Gestellte Aufgabe 1:
Warum wollte Tomasz S. laut dem Bericht über das gekaperte Auto aus München weg? Nenne die Gründe, die der Bericht angibt.

Dokumentauszug:
>>>>

Auf offener Straße Auto gekapert

MÜNCHEN - Der Angeklagte hatte die Nase voll von München und wollte nach Prag. Dazu kaperte er einfach ein Auto. Doch seine Reise endete an der Grenze. Jetzt steht der 26-Jährige vor Gericht.
Tomasz S. (26) wollte weg aus München. Die Stadt war ihm zu „bieder“, außerdem gab’s in der Pension Ärger um seinen abgelaufenen polnischen Pass. Er kaperte im Drogenrausch auf offener Straße ein Auto – und raste davon. Seit Montag muss er sich wegen schwerer räuberischer Erpressung vor dem Landgericht München verantworten.

<<<<

Bereitgestellte Daten:
>>>>

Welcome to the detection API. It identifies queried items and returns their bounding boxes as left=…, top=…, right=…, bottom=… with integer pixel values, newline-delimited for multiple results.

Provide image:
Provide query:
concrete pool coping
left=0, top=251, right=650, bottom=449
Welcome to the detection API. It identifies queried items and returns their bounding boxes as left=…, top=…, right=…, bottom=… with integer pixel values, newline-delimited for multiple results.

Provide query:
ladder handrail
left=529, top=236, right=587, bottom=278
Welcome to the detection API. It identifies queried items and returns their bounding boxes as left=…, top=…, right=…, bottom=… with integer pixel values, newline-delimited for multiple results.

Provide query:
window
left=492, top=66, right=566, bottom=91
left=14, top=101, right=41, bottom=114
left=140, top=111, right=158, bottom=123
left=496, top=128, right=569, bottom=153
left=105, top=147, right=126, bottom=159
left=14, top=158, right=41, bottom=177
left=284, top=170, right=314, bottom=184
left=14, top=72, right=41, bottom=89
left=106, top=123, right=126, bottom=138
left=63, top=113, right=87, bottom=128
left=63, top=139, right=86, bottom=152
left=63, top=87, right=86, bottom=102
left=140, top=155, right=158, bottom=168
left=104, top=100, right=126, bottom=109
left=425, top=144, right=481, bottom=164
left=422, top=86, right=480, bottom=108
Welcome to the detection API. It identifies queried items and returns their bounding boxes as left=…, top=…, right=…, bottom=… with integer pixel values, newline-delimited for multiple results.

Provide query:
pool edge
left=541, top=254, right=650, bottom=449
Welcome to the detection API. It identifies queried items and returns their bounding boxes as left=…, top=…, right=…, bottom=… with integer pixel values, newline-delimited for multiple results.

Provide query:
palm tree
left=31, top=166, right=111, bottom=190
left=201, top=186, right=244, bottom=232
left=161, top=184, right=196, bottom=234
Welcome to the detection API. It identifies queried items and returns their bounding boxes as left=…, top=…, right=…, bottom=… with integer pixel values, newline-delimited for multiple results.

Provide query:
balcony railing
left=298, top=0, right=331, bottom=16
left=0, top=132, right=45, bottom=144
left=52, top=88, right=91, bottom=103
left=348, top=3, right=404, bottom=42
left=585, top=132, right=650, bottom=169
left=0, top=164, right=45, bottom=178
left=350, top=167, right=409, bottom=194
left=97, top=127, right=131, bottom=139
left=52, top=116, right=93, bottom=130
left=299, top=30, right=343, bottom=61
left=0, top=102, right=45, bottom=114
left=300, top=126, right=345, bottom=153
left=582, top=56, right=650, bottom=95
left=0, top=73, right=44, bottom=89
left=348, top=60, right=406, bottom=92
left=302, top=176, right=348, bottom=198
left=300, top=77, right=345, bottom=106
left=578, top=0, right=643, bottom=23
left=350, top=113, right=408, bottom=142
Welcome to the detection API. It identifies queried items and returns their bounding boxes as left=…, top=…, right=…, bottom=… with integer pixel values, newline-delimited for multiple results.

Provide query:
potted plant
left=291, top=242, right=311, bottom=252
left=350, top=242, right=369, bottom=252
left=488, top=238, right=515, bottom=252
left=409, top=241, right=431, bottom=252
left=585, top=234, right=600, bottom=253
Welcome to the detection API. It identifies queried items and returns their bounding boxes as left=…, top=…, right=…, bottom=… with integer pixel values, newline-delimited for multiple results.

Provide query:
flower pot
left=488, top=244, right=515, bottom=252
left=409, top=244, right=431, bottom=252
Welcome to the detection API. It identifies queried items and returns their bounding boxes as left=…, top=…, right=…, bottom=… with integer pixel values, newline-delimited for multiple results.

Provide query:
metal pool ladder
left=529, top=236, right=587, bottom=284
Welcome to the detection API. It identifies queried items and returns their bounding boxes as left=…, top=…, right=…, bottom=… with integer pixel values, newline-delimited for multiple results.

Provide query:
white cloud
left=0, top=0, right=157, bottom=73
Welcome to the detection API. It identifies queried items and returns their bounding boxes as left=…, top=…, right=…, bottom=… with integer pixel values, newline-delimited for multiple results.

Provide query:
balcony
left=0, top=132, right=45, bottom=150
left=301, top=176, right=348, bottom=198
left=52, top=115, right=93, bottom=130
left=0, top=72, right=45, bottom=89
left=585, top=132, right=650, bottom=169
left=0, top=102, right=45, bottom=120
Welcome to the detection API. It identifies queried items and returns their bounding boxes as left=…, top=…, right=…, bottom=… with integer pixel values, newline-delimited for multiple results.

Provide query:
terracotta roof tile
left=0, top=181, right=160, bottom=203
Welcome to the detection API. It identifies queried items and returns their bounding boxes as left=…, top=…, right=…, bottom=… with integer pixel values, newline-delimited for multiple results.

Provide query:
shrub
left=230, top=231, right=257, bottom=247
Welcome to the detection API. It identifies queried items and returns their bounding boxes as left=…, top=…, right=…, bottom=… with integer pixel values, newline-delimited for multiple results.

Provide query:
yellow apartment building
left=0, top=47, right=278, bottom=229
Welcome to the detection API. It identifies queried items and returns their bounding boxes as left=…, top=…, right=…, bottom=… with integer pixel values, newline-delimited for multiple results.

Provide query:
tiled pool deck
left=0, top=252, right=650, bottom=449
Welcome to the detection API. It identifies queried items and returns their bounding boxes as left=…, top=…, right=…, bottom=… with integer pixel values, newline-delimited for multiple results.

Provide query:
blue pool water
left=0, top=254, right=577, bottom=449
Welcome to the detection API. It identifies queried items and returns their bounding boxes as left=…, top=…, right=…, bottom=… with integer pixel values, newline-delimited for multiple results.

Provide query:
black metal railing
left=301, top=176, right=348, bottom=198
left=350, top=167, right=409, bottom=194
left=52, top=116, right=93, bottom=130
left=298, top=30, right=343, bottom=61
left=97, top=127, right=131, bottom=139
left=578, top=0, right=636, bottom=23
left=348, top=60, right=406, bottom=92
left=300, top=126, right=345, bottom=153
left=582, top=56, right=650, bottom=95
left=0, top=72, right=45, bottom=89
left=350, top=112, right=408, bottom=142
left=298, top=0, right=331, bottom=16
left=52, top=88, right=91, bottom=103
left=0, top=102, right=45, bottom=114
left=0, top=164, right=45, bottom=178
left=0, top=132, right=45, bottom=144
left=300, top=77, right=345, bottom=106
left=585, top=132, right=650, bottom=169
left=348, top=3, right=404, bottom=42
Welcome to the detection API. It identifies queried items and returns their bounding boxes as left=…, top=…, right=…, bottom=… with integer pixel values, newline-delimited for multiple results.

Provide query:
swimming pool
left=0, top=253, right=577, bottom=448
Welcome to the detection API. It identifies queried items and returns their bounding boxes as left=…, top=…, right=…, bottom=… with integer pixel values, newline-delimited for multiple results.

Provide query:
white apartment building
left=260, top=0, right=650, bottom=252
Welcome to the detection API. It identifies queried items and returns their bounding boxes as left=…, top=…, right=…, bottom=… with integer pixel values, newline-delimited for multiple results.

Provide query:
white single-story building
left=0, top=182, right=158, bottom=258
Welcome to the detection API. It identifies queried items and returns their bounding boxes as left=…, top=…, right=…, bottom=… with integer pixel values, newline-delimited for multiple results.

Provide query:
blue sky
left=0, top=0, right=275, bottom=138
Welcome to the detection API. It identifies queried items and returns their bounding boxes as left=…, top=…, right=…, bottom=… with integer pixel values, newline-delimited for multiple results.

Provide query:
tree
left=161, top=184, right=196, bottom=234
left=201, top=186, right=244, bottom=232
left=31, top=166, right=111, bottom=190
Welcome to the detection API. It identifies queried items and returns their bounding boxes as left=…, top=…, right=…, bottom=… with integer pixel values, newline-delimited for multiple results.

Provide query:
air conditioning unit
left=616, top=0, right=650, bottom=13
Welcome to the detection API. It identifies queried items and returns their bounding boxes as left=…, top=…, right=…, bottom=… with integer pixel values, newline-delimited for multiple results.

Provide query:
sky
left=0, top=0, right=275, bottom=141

<<<<

Gestellte Aufgabe 2:
Gib die Zeilen der Datensätze unverändert wieder, vom Anfang der Datensätze bis einschließlich der Zeile mit „left=529, top=236, right=587, bottom=278“.

Lösung 1:
Die Stadt war ihm zu „bieder“. Außerdem gab es in der Pension Ärger um seinen abgelaufenen polnischen Pass.

Lösung 2:
Welcome to the detection API. It identifies queried items and returns their bounding boxes as left=…, top=…, right=…, bottom=… with integer pixel values, newline-delimited for multiple results.

Provide image:
Provide query:
concrete pool coping
left=0, top=251, right=650, bottom=449
Welcome to the detection API. It identifies queried items and returns their bounding boxes as left=…, top=…, right=…, bottom=… with integer pixel values, newline-delimited for multiple results.

Provide query:
ladder handrail
left=529, top=236, right=587, bottom=278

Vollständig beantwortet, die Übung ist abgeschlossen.